Apesar de abrir caminho para a mediação e conciliação, a
inovação apresenta dificuldades. Além de a cultura litigiosa ainda reinar no
Brasil, o projeto não viabiliza a coordenação dos interesses individuais de
todos os envolvidos na recuperação
O PL 6.229/05, de relatoria do deputado Federal Hugo
Leal, recentemente aprovado pela Câmara de Deputados, reúne diversas
proposições que tramitam no Congresso Nacional para modificação da Lei de
Recuperação Judicial e Falência (lei 11.101/05).
Muitas questões tratadas no PL 6.229/05 foram construídas
pela vasta jurisprudência já existente, como o reconhecimento da competência do
juízo recuperacional para a suspensão de constrições de bens considerados
essenciais e a possibilidade de recuperação judicial conjunta de empresas do
mesmo grupo econômico.
Outro exemplo de positivação de entendimento jurisprudencial
é a recuperação judicial do produtor rural, desde que comprovado o exercício da
atividade por um período mínimo de dois anos. Acerca desse ponto, o PL 6.229/05
traz inovações relevantes, como a exclusão – extraconcursalidade - da CPR e dos
créditos constituídos para aquisição de imóveis rurais nos últimos três anos.
O projeto apresenta melhorias consideráveis para o
procedimento de falência, com a fixação de prazo de venda dos ativos pelo
administrador judicial e prazo decadencial para habilitação retardatária de
crédito. A fim de possibilitar a reabilitação do empresário, o projeto ainda
prevê uma espécie de encerramento sumário da falência, para os casos de escasso
ou inexistente ativo para liquidação.
Os créditos trabalhistas também sofreram modificações
relevantes. Além da possiblidade de extensão do prazo de pagamento do credor
trabalhista na Recuperação Judicial, de um para dois anos, cumpridos alguns
requisitos, também será possível a inclusão do crédito trabalhista na
recuperação extrajudicial, desde que negociado com o sindicato, tratamento
descartado na lei em vigor.
O projeto ainda inaugurará a esperada regulamentação da
insolvência transnacional. O Brasil é um dos poucos países ocidentais que ainda
não possui legislação específica para enfrentamento de crises globalizadas, o
que, sem dúvida, contribuiu para o afastamento de investidores, especialmente
os estrangeiros. O PL 6.229 incorpora a Lei Modelo da Comissão para Legislação
em Comercio Internacional (UNCITRAL), com previsão de cooperação e coordenação
direta entre as jurisdições. Além da participação do Ministério Público como
fiscal da lei, foi mantida a competência do STJ para homologação de sentenças
estrangeiras.

### Instruções da tarefa
Retome o texto sobre o PL 6.229/05 e a reforma da Lei de Recuperação Judicial e Falência a partir de sua última frase, dando-lhe continuidade.

### Informações fornecidas

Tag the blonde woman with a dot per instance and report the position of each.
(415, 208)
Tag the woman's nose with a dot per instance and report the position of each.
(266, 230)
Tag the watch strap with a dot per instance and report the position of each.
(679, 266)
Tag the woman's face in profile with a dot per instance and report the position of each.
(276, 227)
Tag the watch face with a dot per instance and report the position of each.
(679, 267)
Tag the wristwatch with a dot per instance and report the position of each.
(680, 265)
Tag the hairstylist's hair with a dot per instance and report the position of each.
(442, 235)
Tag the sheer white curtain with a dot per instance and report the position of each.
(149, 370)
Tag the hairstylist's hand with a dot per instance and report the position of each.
==
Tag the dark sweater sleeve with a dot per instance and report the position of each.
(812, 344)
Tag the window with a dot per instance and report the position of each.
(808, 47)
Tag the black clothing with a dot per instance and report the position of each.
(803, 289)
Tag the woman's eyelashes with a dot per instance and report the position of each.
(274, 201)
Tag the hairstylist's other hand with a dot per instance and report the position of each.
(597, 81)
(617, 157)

### Resposta da tarefa
Merece destaque a previsão, embora sem estímulos
significantes, do financiamento das empresas em recuperação ou DIP, alternativa
utilizada em algumas recuperações judiciais, para geração de caixa.
O PL 62.229 também prevê uma modalidade de recuperação
prévia, com a possibilidade de concessão de uma moratória de 60 dias – o
chamado stay period – para que as empresas tentem negociar suas dívidas com os
credores antes do pedido recuperacional.
Apesar de abrir caminho para a mediação e conciliação, a
inovação apresenta dificuldades. Além de a cultura litigiosa ainda reinar no
Brasil, o projeto não viabiliza a coordenação dos interesses individuais de
todos os envolvidos na recuperação, dificuldade afastada pelo procedimento
judicial, diante da existência do chamado concurso de credores - todos os
créditos, ressalvadas algumas exceções, sujeitam-se ao plano de pagamento
previsto no plano de pagamento.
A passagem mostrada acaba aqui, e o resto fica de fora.